(Source information Opens)

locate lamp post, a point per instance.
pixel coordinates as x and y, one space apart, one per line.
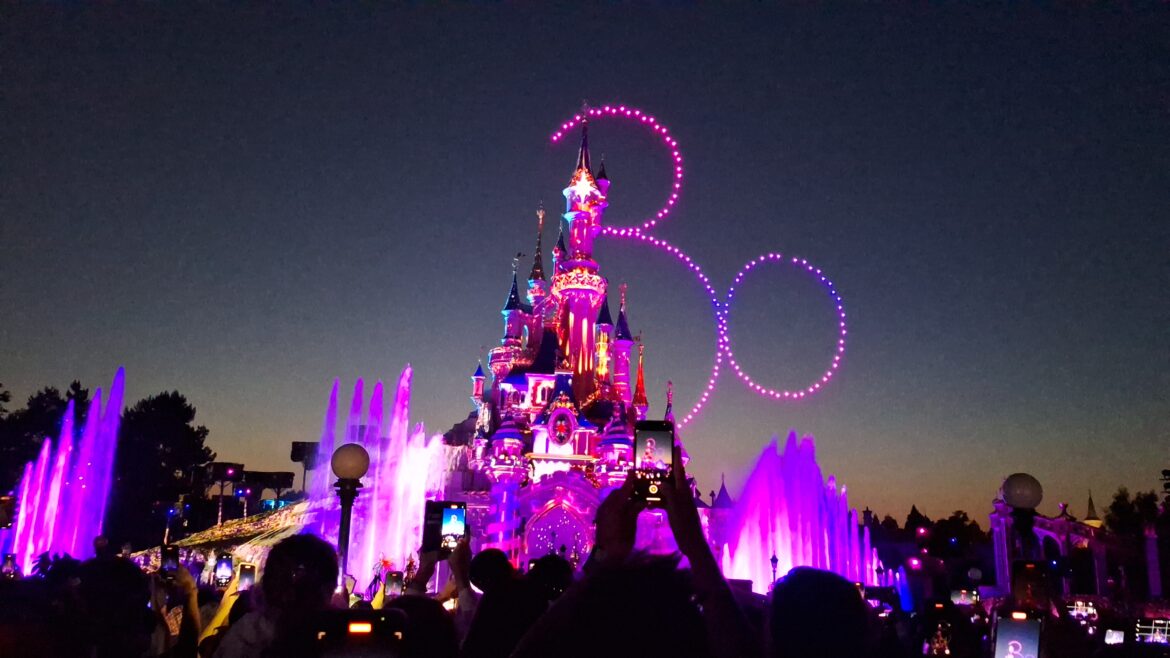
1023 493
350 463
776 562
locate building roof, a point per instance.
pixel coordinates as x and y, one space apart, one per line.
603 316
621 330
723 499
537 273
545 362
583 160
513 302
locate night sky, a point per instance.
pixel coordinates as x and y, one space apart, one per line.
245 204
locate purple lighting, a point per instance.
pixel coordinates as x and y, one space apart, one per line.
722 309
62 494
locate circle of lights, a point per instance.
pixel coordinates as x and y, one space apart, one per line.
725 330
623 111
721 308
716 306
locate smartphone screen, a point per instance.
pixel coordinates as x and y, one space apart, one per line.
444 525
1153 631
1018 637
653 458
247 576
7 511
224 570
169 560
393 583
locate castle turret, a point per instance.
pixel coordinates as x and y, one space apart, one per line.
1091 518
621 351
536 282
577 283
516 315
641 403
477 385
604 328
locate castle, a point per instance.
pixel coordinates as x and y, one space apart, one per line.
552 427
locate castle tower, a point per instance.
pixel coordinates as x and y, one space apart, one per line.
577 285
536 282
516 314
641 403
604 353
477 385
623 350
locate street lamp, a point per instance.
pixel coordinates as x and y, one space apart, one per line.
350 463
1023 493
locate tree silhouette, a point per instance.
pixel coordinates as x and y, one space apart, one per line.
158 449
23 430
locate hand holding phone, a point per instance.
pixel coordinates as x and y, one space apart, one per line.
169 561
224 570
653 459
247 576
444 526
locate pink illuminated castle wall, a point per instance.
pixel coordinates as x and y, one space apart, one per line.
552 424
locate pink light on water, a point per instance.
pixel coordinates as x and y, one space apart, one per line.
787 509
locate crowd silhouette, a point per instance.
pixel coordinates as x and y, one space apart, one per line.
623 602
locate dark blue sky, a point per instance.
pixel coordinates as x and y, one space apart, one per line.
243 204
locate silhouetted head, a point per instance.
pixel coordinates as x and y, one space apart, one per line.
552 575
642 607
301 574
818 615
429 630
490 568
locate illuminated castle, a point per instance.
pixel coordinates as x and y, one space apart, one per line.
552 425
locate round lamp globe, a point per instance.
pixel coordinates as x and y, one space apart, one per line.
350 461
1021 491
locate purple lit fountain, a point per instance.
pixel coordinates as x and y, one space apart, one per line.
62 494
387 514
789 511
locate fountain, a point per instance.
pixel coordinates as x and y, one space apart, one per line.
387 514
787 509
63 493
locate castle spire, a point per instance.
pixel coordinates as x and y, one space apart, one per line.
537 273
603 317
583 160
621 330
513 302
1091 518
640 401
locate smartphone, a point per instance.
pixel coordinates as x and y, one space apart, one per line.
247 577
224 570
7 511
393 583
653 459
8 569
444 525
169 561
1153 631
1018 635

(Source information Closes)

* [Exercise goal]: Return each line of the preceding material in which "castle" can be found.

* [Solution to the problem]:
locate castle turret, a point per instance.
locate castle, a point per instance.
locate castle tower, a point per instance.
locate pink illuminated castle wall, a point per instance.
locate illuminated castle, a point per instance.
locate castle spire, a point per instance.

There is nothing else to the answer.